■ RECORDS SHOWN
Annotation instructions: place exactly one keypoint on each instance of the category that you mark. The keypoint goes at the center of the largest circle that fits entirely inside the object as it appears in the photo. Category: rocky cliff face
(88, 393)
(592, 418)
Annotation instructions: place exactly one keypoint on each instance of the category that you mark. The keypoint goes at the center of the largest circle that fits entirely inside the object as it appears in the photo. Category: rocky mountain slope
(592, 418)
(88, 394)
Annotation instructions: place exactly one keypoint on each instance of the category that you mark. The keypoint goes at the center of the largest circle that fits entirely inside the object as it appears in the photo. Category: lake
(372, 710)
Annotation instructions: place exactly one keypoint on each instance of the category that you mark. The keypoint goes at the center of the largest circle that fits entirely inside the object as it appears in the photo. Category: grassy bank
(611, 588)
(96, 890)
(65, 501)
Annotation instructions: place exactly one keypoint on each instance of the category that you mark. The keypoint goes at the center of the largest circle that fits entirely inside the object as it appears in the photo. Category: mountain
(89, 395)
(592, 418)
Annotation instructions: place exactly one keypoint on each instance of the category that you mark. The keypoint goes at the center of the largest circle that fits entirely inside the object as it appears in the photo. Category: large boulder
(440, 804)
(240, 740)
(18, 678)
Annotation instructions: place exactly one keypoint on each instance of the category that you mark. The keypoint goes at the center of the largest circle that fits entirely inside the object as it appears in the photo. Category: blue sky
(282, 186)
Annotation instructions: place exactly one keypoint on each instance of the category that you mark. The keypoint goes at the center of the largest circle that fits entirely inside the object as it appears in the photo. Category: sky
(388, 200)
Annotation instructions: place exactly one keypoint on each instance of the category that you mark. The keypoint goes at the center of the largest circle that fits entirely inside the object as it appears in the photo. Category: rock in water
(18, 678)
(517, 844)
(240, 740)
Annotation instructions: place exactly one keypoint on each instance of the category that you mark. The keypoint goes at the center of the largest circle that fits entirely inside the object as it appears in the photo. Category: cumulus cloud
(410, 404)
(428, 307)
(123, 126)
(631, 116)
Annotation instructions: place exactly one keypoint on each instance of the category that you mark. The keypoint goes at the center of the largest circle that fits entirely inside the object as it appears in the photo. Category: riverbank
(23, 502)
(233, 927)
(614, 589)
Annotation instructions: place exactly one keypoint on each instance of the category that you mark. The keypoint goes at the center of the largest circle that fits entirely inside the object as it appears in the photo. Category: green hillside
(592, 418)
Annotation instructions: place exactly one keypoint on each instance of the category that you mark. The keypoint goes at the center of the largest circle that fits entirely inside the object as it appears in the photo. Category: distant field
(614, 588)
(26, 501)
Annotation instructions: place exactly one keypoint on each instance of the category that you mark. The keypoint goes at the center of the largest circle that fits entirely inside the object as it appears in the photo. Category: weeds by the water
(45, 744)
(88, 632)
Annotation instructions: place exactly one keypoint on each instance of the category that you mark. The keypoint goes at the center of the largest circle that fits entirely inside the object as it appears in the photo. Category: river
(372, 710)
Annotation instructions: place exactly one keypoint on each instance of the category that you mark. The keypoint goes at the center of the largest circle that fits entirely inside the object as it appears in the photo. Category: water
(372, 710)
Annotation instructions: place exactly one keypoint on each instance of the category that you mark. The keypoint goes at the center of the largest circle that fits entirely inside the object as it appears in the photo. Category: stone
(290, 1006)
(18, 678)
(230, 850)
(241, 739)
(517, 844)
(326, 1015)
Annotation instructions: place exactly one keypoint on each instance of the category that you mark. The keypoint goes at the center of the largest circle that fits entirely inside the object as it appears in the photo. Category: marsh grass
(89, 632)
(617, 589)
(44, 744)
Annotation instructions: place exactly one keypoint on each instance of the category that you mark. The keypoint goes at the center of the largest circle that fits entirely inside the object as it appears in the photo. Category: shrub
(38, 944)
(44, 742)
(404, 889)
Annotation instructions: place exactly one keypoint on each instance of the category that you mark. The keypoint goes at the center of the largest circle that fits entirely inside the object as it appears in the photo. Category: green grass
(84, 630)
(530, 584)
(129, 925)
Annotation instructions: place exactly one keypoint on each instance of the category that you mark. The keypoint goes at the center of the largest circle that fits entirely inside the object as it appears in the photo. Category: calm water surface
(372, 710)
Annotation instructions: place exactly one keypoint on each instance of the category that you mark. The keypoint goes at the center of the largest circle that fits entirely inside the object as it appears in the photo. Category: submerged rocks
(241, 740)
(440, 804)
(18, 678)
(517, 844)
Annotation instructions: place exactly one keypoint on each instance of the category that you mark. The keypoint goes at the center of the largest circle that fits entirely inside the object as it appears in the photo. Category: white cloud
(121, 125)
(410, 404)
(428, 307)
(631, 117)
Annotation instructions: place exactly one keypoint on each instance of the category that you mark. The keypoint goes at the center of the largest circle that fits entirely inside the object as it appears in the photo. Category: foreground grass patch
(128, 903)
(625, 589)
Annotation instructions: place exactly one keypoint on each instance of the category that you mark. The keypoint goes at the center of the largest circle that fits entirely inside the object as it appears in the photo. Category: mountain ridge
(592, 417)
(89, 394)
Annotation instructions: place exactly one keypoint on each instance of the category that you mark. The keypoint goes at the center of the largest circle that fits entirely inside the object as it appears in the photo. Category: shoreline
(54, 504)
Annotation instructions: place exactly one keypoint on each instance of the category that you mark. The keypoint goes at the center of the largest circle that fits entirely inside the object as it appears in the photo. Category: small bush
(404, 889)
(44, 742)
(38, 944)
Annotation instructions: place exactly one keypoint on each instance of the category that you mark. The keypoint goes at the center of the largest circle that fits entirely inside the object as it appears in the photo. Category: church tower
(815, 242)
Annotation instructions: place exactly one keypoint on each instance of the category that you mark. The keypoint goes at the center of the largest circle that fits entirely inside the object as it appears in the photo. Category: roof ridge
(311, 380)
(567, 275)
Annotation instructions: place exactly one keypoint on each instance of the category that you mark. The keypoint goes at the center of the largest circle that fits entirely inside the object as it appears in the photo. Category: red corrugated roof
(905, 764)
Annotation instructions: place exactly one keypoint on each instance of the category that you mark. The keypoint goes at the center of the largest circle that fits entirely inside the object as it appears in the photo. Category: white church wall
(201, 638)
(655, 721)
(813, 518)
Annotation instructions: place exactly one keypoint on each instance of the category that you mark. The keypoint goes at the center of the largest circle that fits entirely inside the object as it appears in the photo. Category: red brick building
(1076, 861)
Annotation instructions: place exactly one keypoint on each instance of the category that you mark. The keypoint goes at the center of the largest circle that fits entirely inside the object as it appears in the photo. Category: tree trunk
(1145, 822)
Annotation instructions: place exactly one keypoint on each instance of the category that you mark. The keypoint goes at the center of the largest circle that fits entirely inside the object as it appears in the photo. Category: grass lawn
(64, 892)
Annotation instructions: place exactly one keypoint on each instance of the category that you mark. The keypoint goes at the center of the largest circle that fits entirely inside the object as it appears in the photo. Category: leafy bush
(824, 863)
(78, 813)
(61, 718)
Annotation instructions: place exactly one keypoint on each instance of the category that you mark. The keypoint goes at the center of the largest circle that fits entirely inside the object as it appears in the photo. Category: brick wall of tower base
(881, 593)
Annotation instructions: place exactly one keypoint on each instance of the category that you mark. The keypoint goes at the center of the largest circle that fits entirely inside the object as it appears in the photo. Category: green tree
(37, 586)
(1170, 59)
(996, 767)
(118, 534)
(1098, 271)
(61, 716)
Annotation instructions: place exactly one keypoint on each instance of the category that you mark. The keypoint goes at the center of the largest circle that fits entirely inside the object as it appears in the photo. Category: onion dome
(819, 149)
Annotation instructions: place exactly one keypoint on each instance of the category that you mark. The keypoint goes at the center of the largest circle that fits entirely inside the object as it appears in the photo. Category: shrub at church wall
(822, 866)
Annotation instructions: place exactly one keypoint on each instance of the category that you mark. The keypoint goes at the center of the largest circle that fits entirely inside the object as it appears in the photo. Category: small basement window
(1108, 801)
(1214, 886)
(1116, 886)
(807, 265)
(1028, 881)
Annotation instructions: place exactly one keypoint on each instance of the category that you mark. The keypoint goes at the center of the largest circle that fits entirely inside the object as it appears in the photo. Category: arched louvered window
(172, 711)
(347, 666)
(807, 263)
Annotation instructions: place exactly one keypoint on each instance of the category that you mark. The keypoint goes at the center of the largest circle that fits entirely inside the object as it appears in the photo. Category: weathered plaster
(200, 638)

■ EXERCISE
Render the records from the line containing "Category: weathered plaster" through the end of the records as a Markdown table with the columns Row and Line, one line per row and blank lines omitted.

■ SOLUTION TO THIS TASK
| Row | Line |
|---|---|
| 1 | Annotation instructions: place exactly one keypoint on each instance of the category that you mark. The keypoint goes at the center of the largest circle that fits entirely inside the object as it appears in the photo. Category: weathered plaster |
| 2 | (200, 638) |